INSTRUCTION →
Return every line of the listing below as a JSON list of strings, one string per line, leaving out blank lines.

.....

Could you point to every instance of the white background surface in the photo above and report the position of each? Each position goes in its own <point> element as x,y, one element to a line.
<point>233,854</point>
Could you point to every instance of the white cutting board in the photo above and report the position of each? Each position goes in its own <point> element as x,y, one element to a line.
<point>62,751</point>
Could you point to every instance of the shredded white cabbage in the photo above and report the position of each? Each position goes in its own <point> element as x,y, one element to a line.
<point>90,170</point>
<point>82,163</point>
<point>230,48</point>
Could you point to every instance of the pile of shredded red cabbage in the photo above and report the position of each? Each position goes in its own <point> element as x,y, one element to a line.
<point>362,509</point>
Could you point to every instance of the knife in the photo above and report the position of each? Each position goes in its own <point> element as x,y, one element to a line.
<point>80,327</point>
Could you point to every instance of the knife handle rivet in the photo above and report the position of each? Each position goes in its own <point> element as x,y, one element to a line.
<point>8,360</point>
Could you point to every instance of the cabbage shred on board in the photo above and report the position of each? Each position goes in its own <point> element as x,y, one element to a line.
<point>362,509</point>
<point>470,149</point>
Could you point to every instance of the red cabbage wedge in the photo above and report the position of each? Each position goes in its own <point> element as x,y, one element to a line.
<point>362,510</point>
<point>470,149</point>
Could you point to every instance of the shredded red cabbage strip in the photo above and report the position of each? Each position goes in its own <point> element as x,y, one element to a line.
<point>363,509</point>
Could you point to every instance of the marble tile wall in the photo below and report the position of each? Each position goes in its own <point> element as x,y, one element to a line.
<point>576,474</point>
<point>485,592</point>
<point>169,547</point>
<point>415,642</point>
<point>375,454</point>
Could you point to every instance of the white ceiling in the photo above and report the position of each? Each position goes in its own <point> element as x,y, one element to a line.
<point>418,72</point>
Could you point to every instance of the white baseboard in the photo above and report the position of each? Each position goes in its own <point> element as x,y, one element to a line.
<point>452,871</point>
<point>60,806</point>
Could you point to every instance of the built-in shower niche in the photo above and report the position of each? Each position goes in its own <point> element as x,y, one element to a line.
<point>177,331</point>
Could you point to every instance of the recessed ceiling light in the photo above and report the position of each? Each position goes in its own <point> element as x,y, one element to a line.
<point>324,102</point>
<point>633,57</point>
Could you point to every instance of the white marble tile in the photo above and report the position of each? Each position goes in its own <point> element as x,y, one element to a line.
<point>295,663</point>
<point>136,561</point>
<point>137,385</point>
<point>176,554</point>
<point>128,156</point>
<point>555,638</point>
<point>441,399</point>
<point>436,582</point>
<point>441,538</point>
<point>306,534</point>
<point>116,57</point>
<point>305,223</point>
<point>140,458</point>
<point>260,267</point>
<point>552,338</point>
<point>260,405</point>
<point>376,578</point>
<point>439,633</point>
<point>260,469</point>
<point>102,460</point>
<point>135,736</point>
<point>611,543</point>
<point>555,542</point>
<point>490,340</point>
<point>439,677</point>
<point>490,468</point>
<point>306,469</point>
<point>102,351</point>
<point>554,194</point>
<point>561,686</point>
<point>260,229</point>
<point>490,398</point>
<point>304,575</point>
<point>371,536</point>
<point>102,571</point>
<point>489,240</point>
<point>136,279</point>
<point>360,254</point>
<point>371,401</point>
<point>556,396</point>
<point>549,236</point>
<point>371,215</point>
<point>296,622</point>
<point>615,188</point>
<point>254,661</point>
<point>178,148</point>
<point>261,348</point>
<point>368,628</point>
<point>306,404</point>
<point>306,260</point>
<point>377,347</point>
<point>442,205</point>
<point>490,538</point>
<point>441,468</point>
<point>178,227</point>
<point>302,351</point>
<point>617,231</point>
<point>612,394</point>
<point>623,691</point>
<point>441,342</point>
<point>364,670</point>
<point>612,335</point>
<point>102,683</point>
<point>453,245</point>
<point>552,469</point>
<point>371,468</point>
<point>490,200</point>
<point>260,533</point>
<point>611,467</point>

.....

OUTPUT FOR THIS EXERCISE →
[
  "Could you point to every instance of the white background surface in the photo above and report the position of each? Each position goes in its own <point> element as x,y, one element to a line.",
  "<point>233,854</point>",
  "Could you point to every instance of the white cutting board in the photo above and report the position of each? Each position goes in its own <point> element as x,y, one element to a line.",
  "<point>62,751</point>",
  "Could you point to every instance of the shredded white cabbage in the photo above and report the position of each? Each position goes in its own <point> element as x,y, one element to a line.",
  "<point>90,170</point>",
  "<point>82,163</point>",
  "<point>230,48</point>",
  "Could you point to every instance of the pile of shredded red cabbage in the photo above and report the position of each? Each position goes in its own <point> element as x,y, one element to a line.",
  "<point>362,509</point>",
  "Could you point to every instance of the knife in the photo above and report the position of each? Each position goes in its own <point> element as x,y, one element to a line.",
  "<point>80,327</point>",
  "Could you point to every instance of the knife handle rivet in the photo above and report the position of each? Each position goes in its own <point> element as x,y, one element to a line.",
  "<point>8,360</point>",
  "Could you point to every instance of the cabbage shred on board in the photo above and report the position of each? Each position goes in its own <point> element as x,y, one element to a line.",
  "<point>362,509</point>",
  "<point>470,149</point>",
  "Could you point to every instance of the red cabbage wedge in the photo above and report the position of each? Each position goes in its own <point> element as x,y, one element to a line.",
  "<point>362,510</point>",
  "<point>470,149</point>",
  "Could you point to every instance of the shredded red cabbage strip in the photo above and report the position of each? Each position goes in its own <point> element as x,y, one element to a line.",
  "<point>363,509</point>",
  "Could you point to every instance of the marble tile wall in the photo below and report the position of each? Each position goes in its own <point> element as x,y, one element to a line.",
  "<point>576,474</point>",
  "<point>485,592</point>",
  "<point>169,547</point>",
  "<point>415,642</point>",
  "<point>375,454</point>",
  "Could you point to every instance of the white ceiling in the photo above and report the position of each? Each position goes in its own <point> element as x,y, one element to a line.",
  "<point>418,72</point>",
  "Could you point to every instance of the white baseboard in the photo above and report the position of each? Each position goes in its own <point> element as x,y, one element to a line.",
  "<point>452,871</point>",
  "<point>60,806</point>",
  "Could you point to every instance of the built-in shower niche in the photo above and report the position of each? Each position goes in its own <point> element as x,y, one element to a line.",
  "<point>177,331</point>",
  "Could you point to every instance of the recessed ceiling light in the photo above and report the position of each? Each position goes in its own <point> element as x,y, one element to a line.",
  "<point>324,102</point>",
  "<point>633,57</point>",
  "Could you point to every instance of the white marble tile in the photo above and report the position of each? Each position goes in its own <point> element as x,y, one element to a line.",
  "<point>295,663</point>",
  "<point>136,561</point>",
  "<point>137,385</point>",
  "<point>176,554</point>",
  "<point>128,156</point>",
  "<point>555,638</point>",
  "<point>441,399</point>",
  "<point>436,582</point>",
  "<point>441,538</point>",
  "<point>306,534</point>",
  "<point>116,57</point>",
  "<point>305,223</point>",
  "<point>140,458</point>",
  "<point>260,267</point>",
  "<point>552,338</point>",
  "<point>260,405</point>",
  "<point>376,578</point>",
  "<point>439,633</point>",
  "<point>260,469</point>",
  "<point>102,460</point>",
  "<point>135,736</point>",
  "<point>611,543</point>",
  "<point>555,542</point>",
  "<point>490,340</point>",
  "<point>439,677</point>",
  "<point>490,468</point>",
  "<point>306,469</point>",
  "<point>102,351</point>",
  "<point>554,194</point>",
  "<point>561,686</point>",
  "<point>260,229</point>",
  "<point>490,398</point>",
  "<point>304,575</point>",
  "<point>371,536</point>",
  "<point>102,571</point>",
  "<point>489,240</point>",
  "<point>136,279</point>",
  "<point>360,254</point>",
  "<point>371,401</point>",
  "<point>556,396</point>",
  "<point>549,236</point>",
  "<point>371,215</point>",
  "<point>296,622</point>",
  "<point>615,188</point>",
  "<point>254,661</point>",
  "<point>178,148</point>",
  "<point>261,348</point>",
  "<point>368,628</point>",
  "<point>306,404</point>",
  "<point>306,260</point>",
  "<point>377,347</point>",
  "<point>442,205</point>",
  "<point>490,538</point>",
  "<point>441,468</point>",
  "<point>178,227</point>",
  "<point>302,351</point>",
  "<point>617,231</point>",
  "<point>612,394</point>",
  "<point>623,691</point>",
  "<point>441,342</point>",
  "<point>364,670</point>",
  "<point>612,335</point>",
  "<point>102,683</point>",
  "<point>453,245</point>",
  "<point>552,469</point>",
  "<point>371,468</point>",
  "<point>490,200</point>",
  "<point>260,533</point>",
  "<point>611,467</point>"
]